# Exercise requirements:
Here are some entries. Print them exactly as they are.

# Recorded data:
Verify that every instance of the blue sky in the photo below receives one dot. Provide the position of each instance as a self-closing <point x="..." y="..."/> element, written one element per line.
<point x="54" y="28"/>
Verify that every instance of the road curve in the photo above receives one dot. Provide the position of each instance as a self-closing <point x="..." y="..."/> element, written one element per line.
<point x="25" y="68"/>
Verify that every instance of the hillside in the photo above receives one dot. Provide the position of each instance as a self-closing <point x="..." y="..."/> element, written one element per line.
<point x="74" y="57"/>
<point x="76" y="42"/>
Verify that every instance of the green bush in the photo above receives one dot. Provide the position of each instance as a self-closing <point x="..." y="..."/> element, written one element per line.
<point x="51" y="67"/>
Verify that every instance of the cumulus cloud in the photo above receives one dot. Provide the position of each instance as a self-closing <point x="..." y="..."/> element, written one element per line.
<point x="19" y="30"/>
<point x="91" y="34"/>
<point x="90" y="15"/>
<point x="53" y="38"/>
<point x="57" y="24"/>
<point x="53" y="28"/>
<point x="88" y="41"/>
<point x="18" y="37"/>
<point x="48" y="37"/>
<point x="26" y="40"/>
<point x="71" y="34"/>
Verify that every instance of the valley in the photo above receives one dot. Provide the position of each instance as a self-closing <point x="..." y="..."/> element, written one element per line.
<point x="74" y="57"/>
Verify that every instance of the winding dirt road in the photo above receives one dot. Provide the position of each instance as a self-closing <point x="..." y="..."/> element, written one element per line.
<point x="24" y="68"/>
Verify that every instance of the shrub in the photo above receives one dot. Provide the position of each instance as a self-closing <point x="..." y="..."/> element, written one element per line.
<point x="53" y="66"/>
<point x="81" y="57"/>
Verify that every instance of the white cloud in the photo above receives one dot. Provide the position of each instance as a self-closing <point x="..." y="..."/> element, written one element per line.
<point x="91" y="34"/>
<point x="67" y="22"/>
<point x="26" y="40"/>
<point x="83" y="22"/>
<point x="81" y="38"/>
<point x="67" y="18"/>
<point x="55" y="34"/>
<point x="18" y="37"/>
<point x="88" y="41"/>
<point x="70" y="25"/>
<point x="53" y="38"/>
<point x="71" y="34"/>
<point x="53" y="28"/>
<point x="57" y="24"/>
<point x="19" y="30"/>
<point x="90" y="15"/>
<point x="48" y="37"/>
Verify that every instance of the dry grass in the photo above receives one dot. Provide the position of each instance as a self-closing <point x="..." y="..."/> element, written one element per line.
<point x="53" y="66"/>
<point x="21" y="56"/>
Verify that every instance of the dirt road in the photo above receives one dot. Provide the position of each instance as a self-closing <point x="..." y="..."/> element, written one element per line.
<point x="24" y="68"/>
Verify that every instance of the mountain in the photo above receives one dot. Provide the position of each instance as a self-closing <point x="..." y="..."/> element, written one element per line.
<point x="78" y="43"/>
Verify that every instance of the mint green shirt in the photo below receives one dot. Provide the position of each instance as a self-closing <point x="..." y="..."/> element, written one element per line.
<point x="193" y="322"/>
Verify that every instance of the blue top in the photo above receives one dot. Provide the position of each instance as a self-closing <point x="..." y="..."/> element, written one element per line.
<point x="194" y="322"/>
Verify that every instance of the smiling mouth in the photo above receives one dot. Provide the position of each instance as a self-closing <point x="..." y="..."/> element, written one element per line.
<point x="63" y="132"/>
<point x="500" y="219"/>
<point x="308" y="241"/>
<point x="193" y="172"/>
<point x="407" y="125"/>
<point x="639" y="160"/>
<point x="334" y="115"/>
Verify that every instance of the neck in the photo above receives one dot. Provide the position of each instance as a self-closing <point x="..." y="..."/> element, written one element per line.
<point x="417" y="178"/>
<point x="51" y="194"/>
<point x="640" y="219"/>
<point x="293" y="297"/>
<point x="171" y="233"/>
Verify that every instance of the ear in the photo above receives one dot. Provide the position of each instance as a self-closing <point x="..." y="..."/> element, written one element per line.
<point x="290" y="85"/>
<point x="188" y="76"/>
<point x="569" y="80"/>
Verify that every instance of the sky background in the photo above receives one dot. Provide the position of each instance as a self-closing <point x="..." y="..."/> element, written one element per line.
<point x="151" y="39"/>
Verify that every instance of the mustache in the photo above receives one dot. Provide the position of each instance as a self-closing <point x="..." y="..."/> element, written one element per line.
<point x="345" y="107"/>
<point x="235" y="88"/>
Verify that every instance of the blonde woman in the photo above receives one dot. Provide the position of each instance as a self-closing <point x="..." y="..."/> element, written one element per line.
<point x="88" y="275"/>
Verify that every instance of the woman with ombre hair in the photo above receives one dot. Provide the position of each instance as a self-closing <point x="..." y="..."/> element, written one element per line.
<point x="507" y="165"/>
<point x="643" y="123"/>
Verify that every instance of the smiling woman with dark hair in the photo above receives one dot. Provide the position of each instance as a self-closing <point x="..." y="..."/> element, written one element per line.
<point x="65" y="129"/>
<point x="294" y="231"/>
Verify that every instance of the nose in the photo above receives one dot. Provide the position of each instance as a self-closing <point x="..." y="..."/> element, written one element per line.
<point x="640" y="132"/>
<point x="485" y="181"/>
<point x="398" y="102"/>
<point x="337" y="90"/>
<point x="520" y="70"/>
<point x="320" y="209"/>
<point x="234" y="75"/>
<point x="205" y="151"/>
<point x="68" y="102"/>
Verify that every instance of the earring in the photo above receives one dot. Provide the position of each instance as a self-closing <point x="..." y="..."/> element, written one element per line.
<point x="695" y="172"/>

# Answer to the problem:
Verify that every instance of the blue sky in the photo below receives one dot. Provide the position of each instance as a self-closing <point x="..." y="..."/> element, written one element per line.
<point x="54" y="28"/>
Verify that every instance of the road curve in the photo above receives one dot. Provide the position of each instance as a self-closing <point x="..." y="..."/> element, written one element per line.
<point x="25" y="68"/>
Verify that every instance of the hillside in the photo above receives one dot. Provide the position of each instance as a self-closing <point x="..." y="..."/> element, written one element per line.
<point x="74" y="57"/>
<point x="76" y="42"/>
Verify that every instance of the green bush in the photo above receives one dot. Provide the position of each instance as a self-closing <point x="..." y="..."/> element, written one element per line.
<point x="51" y="67"/>
Verify that every instance of the cumulus cloud in the photo above receives one dot. Provide the position of each instance as a self-closing <point x="..." y="..."/> element, written one element per line.
<point x="19" y="30"/>
<point x="91" y="34"/>
<point x="90" y="15"/>
<point x="53" y="38"/>
<point x="57" y="24"/>
<point x="53" y="28"/>
<point x="88" y="41"/>
<point x="18" y="37"/>
<point x="48" y="37"/>
<point x="26" y="40"/>
<point x="71" y="34"/>
Verify that every instance of the valley in the photo above receives one dot. Provide the position of each instance as a self-closing <point x="..." y="..."/> element, written one element per line.
<point x="74" y="57"/>
Verify that every instance of the winding dirt road in the photo above receives one dot. Provide the position of each instance as a self-closing <point x="..." y="..."/> element, written one element per line.
<point x="24" y="68"/>
Verify that every instance of the shrub in the photo above receives one dot. Provide the position of each instance as a self-closing <point x="..." y="..."/> element, written one element per line.
<point x="53" y="66"/>
<point x="81" y="57"/>
Verify that every instance of the white cloud in the photo above receives one dot. Provide the position of each instance as a self-closing <point x="..." y="..."/> element, written one element per line.
<point x="91" y="34"/>
<point x="67" y="22"/>
<point x="26" y="40"/>
<point x="83" y="22"/>
<point x="81" y="38"/>
<point x="67" y="18"/>
<point x="55" y="34"/>
<point x="18" y="37"/>
<point x="88" y="41"/>
<point x="70" y="25"/>
<point x="53" y="38"/>
<point x="71" y="34"/>
<point x="53" y="28"/>
<point x="57" y="24"/>
<point x="19" y="30"/>
<point x="90" y="15"/>
<point x="48" y="37"/>
Verify that every instance of the dry grass in the photo above receives one dot. Provide the position of each instance as a self-closing <point x="..." y="..."/> element, written one element per line.
<point x="53" y="66"/>
<point x="21" y="56"/>
Verify that every instance of the dirt road in the photo above receives one dot. Provide the position of each instance as a self-closing <point x="..." y="..."/> element, written one element per line.
<point x="24" y="68"/>
Verify that every instance of the mountain in the photo above receives one dot. Provide the position of each instance as a self-closing <point x="..." y="..."/> element, written one element per line.
<point x="78" y="43"/>
Verify that every instance of the mint green shirt in the photo below receives one dot. Provide the position of each instance as a self-closing <point x="..." y="..."/> element, written one element per line.
<point x="193" y="322"/>
Verify that every instance of the blue top in the photo above receives one dot. Provide the position of each instance as a self-closing <point x="..." y="..."/> element, written one element per line.
<point x="194" y="322"/>
Verify that every instance of the smiling mouth in the photo above receives one dot. Provide the position of each instance as a self-closing <point x="..." y="..."/> element, written one element per line.
<point x="63" y="132"/>
<point x="500" y="219"/>
<point x="308" y="241"/>
<point x="193" y="172"/>
<point x="407" y="125"/>
<point x="639" y="160"/>
<point x="334" y="115"/>
Verify that every instance of the neck in the photo above receives one dot. Provide the position of each instance as a self-closing <point x="..." y="..."/> element, written one element per line.
<point x="417" y="178"/>
<point x="51" y="194"/>
<point x="640" y="219"/>
<point x="293" y="297"/>
<point x="171" y="233"/>
Verify that every instance of the ear in the photo above receives one dot. Provide the position of each instance as a self-closing <point x="..." y="..."/> element, written one element per line.
<point x="290" y="85"/>
<point x="188" y="76"/>
<point x="569" y="80"/>
Verify that every instance of the sky background in the photo above receives one dot. Provide the position of each instance as a self-closing <point x="..." y="..."/> element, written one element per line.
<point x="151" y="39"/>
Verify that every instance of the mustache in the photo above receives one dot. Provide the position of each instance as a self-closing <point x="..." y="..."/> element, written one element per line.
<point x="345" y="107"/>
<point x="235" y="88"/>
Verify that every instance of the blonde woman in the photo above receives one dot. Provide the position of each instance as a self-closing <point x="..." y="..."/> element, written one element per line.
<point x="88" y="275"/>
Verify that every instance of the woman with ombre hair in the photo above receives one dot. Provide the position of each instance as a self-closing <point x="..." y="..."/> element, written one element per line.
<point x="507" y="165"/>
<point x="643" y="123"/>
Verify that every instance of the smiling woman with dark hair in the photo above receives one dot. Provide the position of each instance as a self-closing <point x="..." y="..."/> element, written one element per line.
<point x="65" y="129"/>
<point x="294" y="231"/>
Verify that every instance of the nose in the photo above receives one dot. Provide the position of each instance as a self-closing <point x="..." y="..."/> element, written one element per line.
<point x="640" y="132"/>
<point x="485" y="181"/>
<point x="398" y="102"/>
<point x="337" y="90"/>
<point x="520" y="70"/>
<point x="320" y="209"/>
<point x="234" y="75"/>
<point x="205" y="151"/>
<point x="68" y="102"/>
Verify that every instance of the earring in the photo above receives one dot. Provide the position of each instance as a self-closing <point x="..." y="..."/> element, written one element per line.
<point x="695" y="172"/>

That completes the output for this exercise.